- Stored data entries -
* BEGIN *

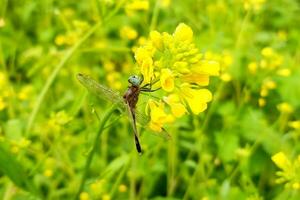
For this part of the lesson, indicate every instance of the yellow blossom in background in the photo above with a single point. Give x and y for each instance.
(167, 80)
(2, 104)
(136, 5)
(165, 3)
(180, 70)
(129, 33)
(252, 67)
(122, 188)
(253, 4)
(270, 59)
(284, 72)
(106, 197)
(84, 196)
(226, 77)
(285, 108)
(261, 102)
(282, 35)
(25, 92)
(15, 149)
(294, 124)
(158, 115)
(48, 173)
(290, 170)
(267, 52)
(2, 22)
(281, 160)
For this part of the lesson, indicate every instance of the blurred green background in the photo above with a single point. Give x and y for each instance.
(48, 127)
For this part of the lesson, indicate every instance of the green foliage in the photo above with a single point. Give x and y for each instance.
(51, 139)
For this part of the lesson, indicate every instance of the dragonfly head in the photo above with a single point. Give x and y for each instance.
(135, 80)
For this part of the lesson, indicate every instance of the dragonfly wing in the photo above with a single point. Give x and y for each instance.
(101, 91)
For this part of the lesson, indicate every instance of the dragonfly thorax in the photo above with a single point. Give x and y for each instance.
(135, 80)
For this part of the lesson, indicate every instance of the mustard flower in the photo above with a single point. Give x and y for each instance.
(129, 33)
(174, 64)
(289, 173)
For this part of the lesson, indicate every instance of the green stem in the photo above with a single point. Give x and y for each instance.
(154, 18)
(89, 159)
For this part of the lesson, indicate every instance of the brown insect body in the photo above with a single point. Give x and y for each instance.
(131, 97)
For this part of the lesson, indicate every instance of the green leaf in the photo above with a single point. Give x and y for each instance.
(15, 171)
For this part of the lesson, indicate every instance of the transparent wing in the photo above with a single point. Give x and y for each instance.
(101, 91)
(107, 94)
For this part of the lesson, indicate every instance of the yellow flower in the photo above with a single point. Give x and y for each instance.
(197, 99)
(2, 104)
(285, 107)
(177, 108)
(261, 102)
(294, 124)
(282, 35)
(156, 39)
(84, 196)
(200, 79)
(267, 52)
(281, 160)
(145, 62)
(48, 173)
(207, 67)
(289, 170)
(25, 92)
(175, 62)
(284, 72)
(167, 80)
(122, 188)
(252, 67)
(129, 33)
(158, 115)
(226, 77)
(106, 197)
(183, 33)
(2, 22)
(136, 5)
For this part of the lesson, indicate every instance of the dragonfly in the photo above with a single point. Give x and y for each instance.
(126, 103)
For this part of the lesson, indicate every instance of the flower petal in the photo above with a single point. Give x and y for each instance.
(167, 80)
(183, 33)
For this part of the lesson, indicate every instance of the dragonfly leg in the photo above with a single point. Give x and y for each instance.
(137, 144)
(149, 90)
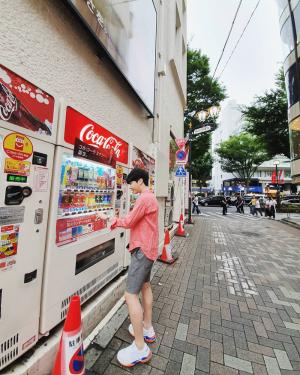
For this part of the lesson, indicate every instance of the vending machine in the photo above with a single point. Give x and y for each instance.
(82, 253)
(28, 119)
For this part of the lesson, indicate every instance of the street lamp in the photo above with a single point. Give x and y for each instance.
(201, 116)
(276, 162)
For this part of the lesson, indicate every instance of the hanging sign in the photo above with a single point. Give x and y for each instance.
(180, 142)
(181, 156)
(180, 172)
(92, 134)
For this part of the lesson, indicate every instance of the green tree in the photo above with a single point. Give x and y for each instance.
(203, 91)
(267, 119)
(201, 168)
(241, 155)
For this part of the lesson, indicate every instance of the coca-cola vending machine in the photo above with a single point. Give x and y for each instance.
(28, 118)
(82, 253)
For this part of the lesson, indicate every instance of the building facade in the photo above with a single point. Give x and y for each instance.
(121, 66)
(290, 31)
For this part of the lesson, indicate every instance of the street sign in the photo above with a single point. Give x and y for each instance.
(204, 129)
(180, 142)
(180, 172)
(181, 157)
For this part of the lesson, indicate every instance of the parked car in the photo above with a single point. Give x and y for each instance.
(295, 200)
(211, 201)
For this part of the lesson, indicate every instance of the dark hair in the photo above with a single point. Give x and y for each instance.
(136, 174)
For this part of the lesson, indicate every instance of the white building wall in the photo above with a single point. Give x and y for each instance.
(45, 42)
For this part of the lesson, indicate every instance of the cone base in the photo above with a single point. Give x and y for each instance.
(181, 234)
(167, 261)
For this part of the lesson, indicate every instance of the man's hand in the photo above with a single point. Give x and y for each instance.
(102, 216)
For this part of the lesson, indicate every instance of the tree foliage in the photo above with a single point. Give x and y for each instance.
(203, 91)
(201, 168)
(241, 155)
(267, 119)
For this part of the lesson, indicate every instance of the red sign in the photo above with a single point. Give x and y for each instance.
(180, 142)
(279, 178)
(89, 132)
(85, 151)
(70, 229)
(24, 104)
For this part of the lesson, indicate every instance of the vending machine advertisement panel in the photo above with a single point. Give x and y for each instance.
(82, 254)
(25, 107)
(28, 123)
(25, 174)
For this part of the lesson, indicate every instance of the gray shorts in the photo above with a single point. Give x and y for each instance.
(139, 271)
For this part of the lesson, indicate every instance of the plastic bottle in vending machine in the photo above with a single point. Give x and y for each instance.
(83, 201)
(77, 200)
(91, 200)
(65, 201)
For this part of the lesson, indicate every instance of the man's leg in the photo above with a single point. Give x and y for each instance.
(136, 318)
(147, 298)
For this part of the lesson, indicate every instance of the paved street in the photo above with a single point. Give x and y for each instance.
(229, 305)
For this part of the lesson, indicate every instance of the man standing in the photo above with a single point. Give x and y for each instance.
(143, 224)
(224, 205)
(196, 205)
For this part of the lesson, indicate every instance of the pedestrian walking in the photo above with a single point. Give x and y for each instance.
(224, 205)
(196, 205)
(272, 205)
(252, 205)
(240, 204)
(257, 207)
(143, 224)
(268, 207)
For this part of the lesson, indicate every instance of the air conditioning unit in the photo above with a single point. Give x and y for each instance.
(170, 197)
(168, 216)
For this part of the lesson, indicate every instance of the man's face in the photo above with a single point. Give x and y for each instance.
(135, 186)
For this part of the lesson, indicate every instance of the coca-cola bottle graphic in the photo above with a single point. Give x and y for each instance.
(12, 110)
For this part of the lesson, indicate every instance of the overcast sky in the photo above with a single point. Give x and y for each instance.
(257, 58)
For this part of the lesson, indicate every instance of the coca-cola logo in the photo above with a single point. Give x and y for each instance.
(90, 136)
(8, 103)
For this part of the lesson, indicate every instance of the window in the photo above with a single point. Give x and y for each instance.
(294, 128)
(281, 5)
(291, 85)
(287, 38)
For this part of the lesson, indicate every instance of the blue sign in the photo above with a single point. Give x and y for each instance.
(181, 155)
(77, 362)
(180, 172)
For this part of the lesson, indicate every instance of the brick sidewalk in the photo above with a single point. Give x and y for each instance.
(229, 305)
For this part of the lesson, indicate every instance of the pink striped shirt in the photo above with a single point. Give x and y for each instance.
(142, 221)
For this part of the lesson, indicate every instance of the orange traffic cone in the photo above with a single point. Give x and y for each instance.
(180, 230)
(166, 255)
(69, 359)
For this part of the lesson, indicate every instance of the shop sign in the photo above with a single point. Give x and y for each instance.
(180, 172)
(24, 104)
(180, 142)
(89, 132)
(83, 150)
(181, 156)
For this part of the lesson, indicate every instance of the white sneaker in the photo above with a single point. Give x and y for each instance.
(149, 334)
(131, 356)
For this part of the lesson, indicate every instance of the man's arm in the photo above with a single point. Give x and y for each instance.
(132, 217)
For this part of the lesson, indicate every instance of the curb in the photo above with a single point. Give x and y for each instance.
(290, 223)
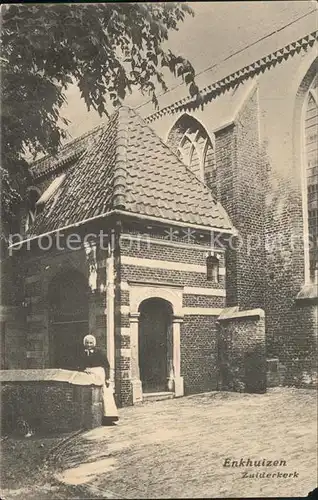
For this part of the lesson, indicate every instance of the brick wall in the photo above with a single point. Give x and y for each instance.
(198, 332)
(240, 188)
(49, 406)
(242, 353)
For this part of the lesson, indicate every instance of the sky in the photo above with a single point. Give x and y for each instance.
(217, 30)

* END *

Return each line from the material above exactly, but not the pictures.

For this part of the lesson, indicate every instance of the yellow blossom in background in the photo above with a single point. Give x and y for each instance.
(167, 80)
(2, 104)
(136, 5)
(165, 3)
(180, 70)
(129, 33)
(252, 67)
(122, 188)
(253, 4)
(270, 59)
(284, 72)
(106, 197)
(84, 196)
(226, 77)
(285, 108)
(261, 102)
(282, 35)
(25, 92)
(15, 149)
(294, 124)
(158, 115)
(48, 173)
(290, 170)
(267, 52)
(2, 22)
(281, 160)
For this part of the lesson, indicate every instance of the blurred green background in the photo above with a single point. Give x and y for each instance.
(48, 127)
For this part of the lesson, indicate every instance of the green foliage in the photo above with a single point. Give x and y for each instance.
(51, 139)
For this part of the lesson, indicate every instance of the dragonfly head in the photo above with a single point. Give x and y for each instance.
(135, 80)
For this part of the lesson, indicate every instance of the dragonfly wing in the photo above with a single point. Give x and y for each instance.
(101, 91)
For this part of the lesson, indicate every instance of the dragonfly thorax in the photo above with a single point. Give x and y for each instance.
(135, 80)
For this part of the lesson, indicate every instance of the mustard flower in the photo above with a single point. Give x and y for each instance.
(129, 33)
(174, 64)
(289, 173)
For this part of the lesson, indicate every instance of the green stem in the photo above with a single point. Give x and y for each instance.
(154, 18)
(89, 159)
For this part of the lesson, indicate every instance of the brown insect body in the photo above with a single point. Give x and y for each instance.
(131, 97)
For this part of the lesson, indicate every instance of the green leaf in the photo above with a single point. Give x and y for each instance.
(15, 171)
For this part of the lesson, indicate every instance of the transparent wing in the photo above with a single point. Give x and y for each instance.
(101, 91)
(107, 94)
For this part of the lesson, indicate every instance of the yellow flower in the photo above with a single point. Give x and y for each instance.
(197, 99)
(2, 104)
(285, 107)
(177, 108)
(261, 102)
(294, 124)
(282, 35)
(156, 39)
(84, 196)
(200, 79)
(267, 52)
(281, 160)
(145, 62)
(48, 173)
(207, 67)
(289, 170)
(25, 92)
(175, 62)
(284, 72)
(167, 80)
(122, 188)
(252, 67)
(129, 33)
(158, 115)
(226, 77)
(106, 197)
(183, 33)
(2, 22)
(136, 5)
For this part of the lesson, indicate every instance of the dragonfly in the photo above with a single point. Give x and y for each instance.
(126, 103)
For this part of the lesson, indicate every instance of the flower petal in the photo above with a single point. Give x and y for each instance.
(167, 80)
(183, 33)
For this part of the lesson, indicate every instance of the dragonfly leg in the photo above with a single point. Give x and y for each instance.
(137, 144)
(149, 90)
For this part of the lesson, indicate every instance of the vending machine in the photo above with a single point. Give x and y for each instance.
(82, 253)
(28, 119)
For this part of the lesson, indicate every instance of the street lamp in the photo above with a single point. Give x and y for each instance.
(201, 116)
(276, 162)
For this part of the lesson, indicate every instance of the hanging sign in the photo above with a single point. Give x and y for each instance.
(180, 142)
(181, 156)
(180, 172)
(92, 134)
For this part of the lesson, indicate every instance of the green tree in the photo above with a single point. Give x and y for each instance.
(203, 91)
(267, 119)
(201, 168)
(241, 155)
For this part of the lesson, indicate every instance of the coca-cola vending machine in the photo above with a single point. Give x and y for each instance.
(28, 118)
(82, 253)
For this part of the lesson, indicate every instance of the building facade in the photo above with a single point. Give x and y for each instance.
(121, 66)
(290, 31)
For this part of the lesson, indicate every instance of the street sign in the photo above with a single point. Give x and y for each instance.
(204, 129)
(180, 142)
(180, 172)
(181, 157)
For this part of the lesson, indicate every instance of the parked car in the photo above with a single point. Give x and y for each instance.
(295, 200)
(211, 201)
For this part of the lesson, indicate every instance of the dark hair in the photo above with a single point. Give x and y for each instance.
(136, 174)
For this part of the lesson, indicate every instance of the white building wall in the photo above with a single point. Give x and y for each instance.
(45, 42)
For this part of the lesson, indicate every instance of the cone base in the photo above with a single point. Give x and y for each instance.
(181, 234)
(167, 261)
For this part of the lesson, indicate every instance of the man's hand in the photo above with a single point. Give x and y for each instance.
(102, 216)
For this part of the lesson, indicate every instance of the tree foliage in the photo above with a single point. Give x and y for each instance.
(203, 91)
(201, 168)
(241, 155)
(267, 119)
For this part of the lesson, indicate every instance of the red sign in the photo above with a single point. Give x and y for each instance.
(180, 142)
(279, 178)
(89, 132)
(85, 151)
(70, 229)
(24, 104)
For this part of the lesson, indicate every instance of the vending machine advertisement panel in the photo above with a single point. Give x and y for each instance.
(82, 254)
(25, 107)
(28, 123)
(25, 174)
For this part of the lesson, indicate every instance of the gray shorts in the photo above with a single point. Give x and y for each instance.
(139, 271)
For this part of the lesson, indicate every instance of the plastic bottle in vending machine in the photo above with a single point. Give x and y for each instance.
(83, 201)
(77, 200)
(91, 200)
(65, 201)
For this part of the lesson, indicate every instance of the man's leg in the photo above with a single point. Give x and y for each instance.
(136, 318)
(147, 298)
For this part of the lesson, indicate every instance of the paved street in the photo above with a single point. Give x and y for each instance.
(229, 305)
For this part of the lesson, indicate every instance of the man standing in the photo above with a single point. Give x and y for each instance.
(143, 224)
(224, 205)
(196, 205)
For this part of the lesson, indicate every instance of the pedestrian walking in the photo above with a single point. Give x and y for each instance.
(224, 205)
(196, 205)
(272, 205)
(252, 205)
(240, 204)
(257, 207)
(143, 224)
(268, 207)
For this part of the lesson, indicate every instance of the air conditioning unit in the photo above with a single point. Give x and y for each instance.
(170, 197)
(168, 216)
For this part of the lesson, indicate every instance of the man's face in the photo above with a single point. Give x and y for each instance.
(135, 186)
For this part of the lesson, indicate every instance of the coca-cola bottle graphic in the photo above with a single point. Give x and y for each instance.
(12, 110)
For this part of the lesson, indicate every instance of the overcast sky in the photo above with a single point. Give x and y for each instance.
(257, 58)
For this part of the lesson, indicate every instance of the coca-cola logo in the photo above with a single point. Give x and y for each instance.
(90, 136)
(8, 103)
For this part of the lesson, indicate every instance of the window in the photo above with a single point. Give x and y for each instance.
(294, 128)
(281, 5)
(291, 85)
(287, 38)
For this part of the lesson, indicate every instance of the blue sign in the photo above with a single point. Give x and y for each instance.
(181, 155)
(77, 362)
(180, 172)
For this part of the lesson, indicate every instance of the brick sidewalk in the photo above with a single point. Give x and y for each instance.
(229, 305)
For this part of the lesson, indicate every instance of the pink striped shirt in the photo above with a single point. Give x and y for each instance.
(142, 221)
For this part of the lesson, indicate every instance of the orange traffic cone in the photo above with a single point. Give x and y for each instance.
(180, 230)
(166, 255)
(69, 359)
For this part of the lesson, indicate every instance of the shop sign in the photo above with a single point. Give x and y for each instance.
(180, 172)
(24, 104)
(180, 142)
(89, 132)
(83, 150)
(181, 156)
For this part of the lesson, indicate every instance of the white sneaker in the photo above with a single point. Give x and y for each instance.
(149, 334)
(131, 356)
For this part of the lesson, indicate every instance of the man's arm in the photo above with a single point. Give x and y for each instance.
(132, 217)
For this part of the lesson, indicate every instance of the curb in the photo above with a single point. Give x and y for each instance.
(290, 223)
For this part of the lesson, indicate every instance of the brick wall in the photo above with a single point. Give x and y for each instance.
(198, 332)
(240, 188)
(49, 406)
(242, 353)
For this part of the lesson, indicate every instance of the sky in the photo above with a single point. Give x and y for each instance.
(217, 30)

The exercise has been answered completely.